Your task
Quote the listing word for word, beginning at the line containing "Return an outline for every instance of the white" and continuing through the line containing "M574 36L574 35L570".

Input records
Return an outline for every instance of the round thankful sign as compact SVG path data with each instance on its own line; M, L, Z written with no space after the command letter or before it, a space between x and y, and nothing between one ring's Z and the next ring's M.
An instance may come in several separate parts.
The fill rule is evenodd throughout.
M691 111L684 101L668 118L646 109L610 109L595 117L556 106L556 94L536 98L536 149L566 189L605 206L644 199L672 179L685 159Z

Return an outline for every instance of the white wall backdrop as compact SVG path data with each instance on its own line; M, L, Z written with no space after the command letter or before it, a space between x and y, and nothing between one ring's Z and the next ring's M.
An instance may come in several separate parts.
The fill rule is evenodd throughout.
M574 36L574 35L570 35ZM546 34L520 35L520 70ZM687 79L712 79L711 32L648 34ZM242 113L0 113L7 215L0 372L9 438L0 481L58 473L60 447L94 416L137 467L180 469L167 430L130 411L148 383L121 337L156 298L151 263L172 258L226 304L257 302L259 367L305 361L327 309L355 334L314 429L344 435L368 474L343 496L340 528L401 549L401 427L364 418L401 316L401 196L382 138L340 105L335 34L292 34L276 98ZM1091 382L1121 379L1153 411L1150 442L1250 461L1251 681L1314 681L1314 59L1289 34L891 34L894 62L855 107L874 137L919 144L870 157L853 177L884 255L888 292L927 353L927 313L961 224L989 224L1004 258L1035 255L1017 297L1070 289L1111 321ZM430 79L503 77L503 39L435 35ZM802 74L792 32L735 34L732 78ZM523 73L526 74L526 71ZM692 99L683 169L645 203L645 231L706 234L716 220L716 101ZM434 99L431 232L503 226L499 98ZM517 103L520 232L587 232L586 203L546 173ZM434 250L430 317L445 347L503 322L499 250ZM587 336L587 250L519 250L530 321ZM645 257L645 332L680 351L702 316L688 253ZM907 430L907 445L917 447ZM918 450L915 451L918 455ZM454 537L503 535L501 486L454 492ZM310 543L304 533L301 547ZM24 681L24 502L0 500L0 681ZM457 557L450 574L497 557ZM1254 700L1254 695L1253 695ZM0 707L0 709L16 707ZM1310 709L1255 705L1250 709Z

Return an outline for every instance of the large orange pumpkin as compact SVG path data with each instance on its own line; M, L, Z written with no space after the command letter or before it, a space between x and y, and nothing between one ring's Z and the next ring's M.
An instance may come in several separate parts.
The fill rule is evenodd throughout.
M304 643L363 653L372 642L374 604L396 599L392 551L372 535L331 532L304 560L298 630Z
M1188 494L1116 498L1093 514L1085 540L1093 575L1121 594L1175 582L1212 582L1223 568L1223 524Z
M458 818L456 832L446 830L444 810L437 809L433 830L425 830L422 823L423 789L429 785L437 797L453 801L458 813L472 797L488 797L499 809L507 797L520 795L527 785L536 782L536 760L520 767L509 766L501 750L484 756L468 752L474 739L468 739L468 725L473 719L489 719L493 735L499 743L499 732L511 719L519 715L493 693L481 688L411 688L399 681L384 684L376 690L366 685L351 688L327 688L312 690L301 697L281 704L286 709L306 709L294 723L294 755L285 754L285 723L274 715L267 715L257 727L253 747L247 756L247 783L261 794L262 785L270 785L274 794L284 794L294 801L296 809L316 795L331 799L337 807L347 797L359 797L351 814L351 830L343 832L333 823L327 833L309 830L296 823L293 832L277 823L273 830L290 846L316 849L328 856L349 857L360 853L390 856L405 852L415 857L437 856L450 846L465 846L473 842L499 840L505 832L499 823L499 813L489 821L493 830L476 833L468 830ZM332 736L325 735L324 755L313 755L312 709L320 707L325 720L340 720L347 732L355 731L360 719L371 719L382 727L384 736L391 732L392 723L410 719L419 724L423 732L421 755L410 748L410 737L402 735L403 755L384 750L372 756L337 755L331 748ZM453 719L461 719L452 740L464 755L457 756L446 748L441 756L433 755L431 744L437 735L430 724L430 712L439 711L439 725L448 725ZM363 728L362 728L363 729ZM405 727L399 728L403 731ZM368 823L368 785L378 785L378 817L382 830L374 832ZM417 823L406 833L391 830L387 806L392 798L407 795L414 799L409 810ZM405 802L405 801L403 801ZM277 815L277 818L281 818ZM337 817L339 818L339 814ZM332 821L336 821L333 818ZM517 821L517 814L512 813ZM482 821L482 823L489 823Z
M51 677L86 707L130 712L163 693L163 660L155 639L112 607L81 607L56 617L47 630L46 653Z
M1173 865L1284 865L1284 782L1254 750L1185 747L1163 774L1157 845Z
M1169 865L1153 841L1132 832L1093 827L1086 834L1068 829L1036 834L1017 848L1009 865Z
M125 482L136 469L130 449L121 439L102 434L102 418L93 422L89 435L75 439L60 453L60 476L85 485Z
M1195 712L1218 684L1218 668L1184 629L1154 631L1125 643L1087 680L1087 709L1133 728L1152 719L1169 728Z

Task result
Return an outline for every instance of the white wall backdrop as compact SVG path data with each instance on its own line; M, L, Z written with no space after the command letter or before it, a space between x and y, and nothing between one ring's Z and the next ring's M.
An instance may come in several separate parts.
The fill rule is evenodd throughout.
M574 36L574 35L570 35ZM546 34L520 35L520 70ZM687 79L712 79L711 32L648 34ZM242 113L0 113L7 215L0 372L9 438L0 481L58 473L60 447L94 416L137 467L180 469L167 430L130 411L148 383L121 337L156 298L151 263L172 258L226 304L257 302L259 367L305 361L327 309L355 334L314 429L344 435L368 474L343 496L340 528L401 549L401 427L364 418L401 316L401 196L382 138L340 105L335 34L292 34L276 98ZM1091 382L1121 379L1153 411L1150 442L1250 461L1251 681L1314 681L1314 59L1289 34L891 34L894 62L855 107L874 137L919 144L870 157L853 177L884 255L888 292L927 353L927 313L961 224L989 224L1004 258L1035 255L1017 297L1070 289L1111 321ZM430 79L503 77L503 39L435 35ZM802 74L792 32L735 34L732 78ZM523 73L526 74L526 71ZM692 99L683 169L645 203L645 231L706 234L716 220L716 101ZM434 99L431 232L503 226L499 98ZM517 103L520 232L587 232L586 203L546 173ZM434 250L430 317L445 347L503 322L499 250ZM587 336L587 250L519 250L530 321ZM645 257L645 332L680 351L702 316L688 253ZM907 430L907 445L917 447ZM918 450L915 451L918 455ZM454 537L503 535L501 486L454 492ZM310 543L304 533L301 547ZM24 681L24 502L0 500L0 681ZM457 557L450 574L497 557ZM1254 700L1254 695L1253 695ZM0 707L0 709L16 707ZM1310 709L1255 705L1250 709Z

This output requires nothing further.